Collect all lines containing the word "fits" from the data.

# Dataset records
----------

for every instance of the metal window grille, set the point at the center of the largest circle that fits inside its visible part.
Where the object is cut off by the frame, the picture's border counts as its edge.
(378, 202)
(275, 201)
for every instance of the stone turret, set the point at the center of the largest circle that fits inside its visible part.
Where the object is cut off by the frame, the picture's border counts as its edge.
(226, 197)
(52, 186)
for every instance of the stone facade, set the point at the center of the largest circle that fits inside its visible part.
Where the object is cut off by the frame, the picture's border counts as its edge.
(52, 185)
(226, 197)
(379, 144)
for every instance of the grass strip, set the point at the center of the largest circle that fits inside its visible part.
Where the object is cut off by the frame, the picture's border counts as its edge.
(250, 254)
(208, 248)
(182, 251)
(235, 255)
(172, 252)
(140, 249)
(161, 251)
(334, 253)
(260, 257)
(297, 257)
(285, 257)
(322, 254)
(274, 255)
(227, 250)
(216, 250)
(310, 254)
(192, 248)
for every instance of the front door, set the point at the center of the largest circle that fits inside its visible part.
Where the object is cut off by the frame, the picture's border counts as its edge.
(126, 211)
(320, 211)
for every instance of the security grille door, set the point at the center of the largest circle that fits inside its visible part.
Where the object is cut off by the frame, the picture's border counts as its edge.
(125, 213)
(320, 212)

----------

# YOUR RESPONSE
for every instance of the metal window grille, set the point at the center of the largest circle that fits inside its visible part.
for every instance of the stone turret, set the point at the center of the largest circle that fits inside its visible part.
for every instance of the stone facade, set the point at the center of the largest circle that fits inside its visible part.
for every instance of the grass strip, set the point at the center of the largest circle that fits inside its visible part.
for every instance of the front door, set the point at the center of the largest circle that fits inside its visible part.
for every instance of the security grille door, set the point at the center of the largest circle that fits inside its visible part.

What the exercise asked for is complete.